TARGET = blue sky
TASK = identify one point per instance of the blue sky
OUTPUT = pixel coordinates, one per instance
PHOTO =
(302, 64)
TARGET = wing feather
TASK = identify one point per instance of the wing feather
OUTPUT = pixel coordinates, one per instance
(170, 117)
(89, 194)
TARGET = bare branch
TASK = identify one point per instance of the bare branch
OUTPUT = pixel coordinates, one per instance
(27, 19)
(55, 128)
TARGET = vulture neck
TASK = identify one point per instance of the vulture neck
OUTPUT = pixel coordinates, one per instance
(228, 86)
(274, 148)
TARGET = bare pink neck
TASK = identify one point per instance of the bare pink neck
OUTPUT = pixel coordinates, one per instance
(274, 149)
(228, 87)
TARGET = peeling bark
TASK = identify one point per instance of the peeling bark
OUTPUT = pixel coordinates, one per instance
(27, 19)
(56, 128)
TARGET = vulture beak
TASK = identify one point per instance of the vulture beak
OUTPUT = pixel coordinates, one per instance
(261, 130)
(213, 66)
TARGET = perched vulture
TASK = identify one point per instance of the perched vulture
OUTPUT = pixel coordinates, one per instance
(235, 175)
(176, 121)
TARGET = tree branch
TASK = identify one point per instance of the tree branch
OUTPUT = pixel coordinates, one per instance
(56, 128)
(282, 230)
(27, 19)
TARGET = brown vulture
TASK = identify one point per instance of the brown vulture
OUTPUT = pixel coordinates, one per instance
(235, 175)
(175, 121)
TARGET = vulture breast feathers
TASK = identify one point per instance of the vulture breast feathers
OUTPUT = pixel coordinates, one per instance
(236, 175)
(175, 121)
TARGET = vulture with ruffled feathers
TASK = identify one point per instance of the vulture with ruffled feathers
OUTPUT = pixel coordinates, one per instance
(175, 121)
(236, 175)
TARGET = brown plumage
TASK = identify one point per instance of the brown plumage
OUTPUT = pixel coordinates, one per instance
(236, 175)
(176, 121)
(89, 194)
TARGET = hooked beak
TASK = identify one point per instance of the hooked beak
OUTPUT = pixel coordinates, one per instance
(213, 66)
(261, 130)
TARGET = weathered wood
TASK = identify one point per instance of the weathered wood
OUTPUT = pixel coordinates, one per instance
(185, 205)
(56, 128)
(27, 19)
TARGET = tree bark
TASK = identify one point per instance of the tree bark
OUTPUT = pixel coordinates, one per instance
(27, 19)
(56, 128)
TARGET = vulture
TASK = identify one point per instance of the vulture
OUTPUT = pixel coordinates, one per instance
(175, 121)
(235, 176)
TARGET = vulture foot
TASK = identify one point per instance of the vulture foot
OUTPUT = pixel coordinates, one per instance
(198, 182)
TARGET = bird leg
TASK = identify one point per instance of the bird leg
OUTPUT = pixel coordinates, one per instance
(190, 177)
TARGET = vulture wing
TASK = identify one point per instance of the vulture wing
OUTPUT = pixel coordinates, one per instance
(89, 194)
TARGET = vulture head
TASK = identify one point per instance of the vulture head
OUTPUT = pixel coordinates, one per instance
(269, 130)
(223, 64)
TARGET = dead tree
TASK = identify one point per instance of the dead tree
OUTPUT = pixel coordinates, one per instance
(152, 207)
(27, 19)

##############################

• [Given exercise]:
Every line above needs to be retyped exactly.

• [Completed task]:
TARGET = blue sky
TASK = identify one point per instance of the blue sky
OUTPUT = pixel coordinates, one per instance
PHOTO =
(302, 64)
TARGET = wing feather
TASK = identify one point per instance of the wing feather
OUTPUT = pixel coordinates, one per instance
(170, 117)
(89, 194)
TARGET = bare branch
TASK = identify one point per instance of the bare branch
OUTPUT = pixel coordinates, one per instance
(27, 19)
(55, 128)
TARGET = vulture neck
TASK = identify one point per instance of the vulture neck
OUTPUT = pixel coordinates, one per instance
(228, 86)
(274, 148)
TARGET = bare pink neck
TASK = identify one point per instance of the bare pink neck
OUTPUT = pixel coordinates, one per instance
(274, 149)
(228, 87)
TARGET = peeling bark
TASK = identify one point per instance of the peeling bark
OUTPUT = pixel coordinates, one per instance
(27, 19)
(56, 128)
TARGET = vulture beak
TASK = identify one point per instance of the vulture beak
OUTPUT = pixel coordinates, one per instance
(261, 130)
(213, 66)
TARGET = perched vulture
TASK = identify one point per instance of the perched vulture
OUTPUT = pixel coordinates, one per instance
(235, 175)
(176, 121)
TARGET = tree branch
TASK = identify one point per instance of the tree branch
OUTPUT = pixel coordinates, one per instance
(56, 128)
(282, 230)
(27, 19)
TARGET = brown vulture
TASK = identify one point per instance of the brown vulture
OUTPUT = pixel coordinates, one per instance
(235, 175)
(175, 121)
TARGET = vulture breast feathers
TASK = identify one point per instance of the vulture breast feathers
OUTPUT = pixel coordinates, one per instance
(236, 175)
(175, 121)
TARGET = vulture with ruffled feathers
TASK = identify one point per instance of the vulture with ruffled feathers
OUTPUT = pixel coordinates, one per instance
(175, 121)
(236, 175)
TARGET = brown plumage
TASK = identify one point per instance of the brown plumage
OUTPUT = pixel coordinates, one per instance
(236, 175)
(176, 121)
(89, 194)
TARGET = hooked beak
TASK = identify one point per instance of the hooked beak
OUTPUT = pixel coordinates, one per instance
(213, 66)
(261, 130)
TARGET = weathered wood
TASK = identify one point per instance of the weathered wood
OUTPUT = pixel coordinates, one per instance
(185, 205)
(56, 128)
(27, 19)
TARGET = tree bark
TASK = identify one point per instance of the tree bark
OUTPUT = pixel coordinates, one per instance
(27, 19)
(56, 128)
TARGET = vulture
TASK = identify one point per instance of the vulture
OUTPUT = pixel coordinates, one per instance
(175, 121)
(235, 176)
TARGET = vulture foot
TASK = identify one point per instance of the vulture foot
OUTPUT = pixel coordinates, one per instance
(198, 182)
TARGET = bird leg
TASK = identify one point per instance of the bird leg
OUTPUT = pixel coordinates, one per instance
(190, 177)
TARGET = vulture wing
TASK = identify one point per instance of the vulture wing
OUTPUT = pixel coordinates, one per instance
(89, 194)
TARGET = vulture head
TASK = identify one point per instance of the vulture head
OUTPUT = pixel coordinates, one per instance
(269, 130)
(223, 64)
TARGET = dead tree
TASK = identify one point per instance of the dead tree
OUTPUT = pixel coordinates, one per instance
(152, 207)
(27, 19)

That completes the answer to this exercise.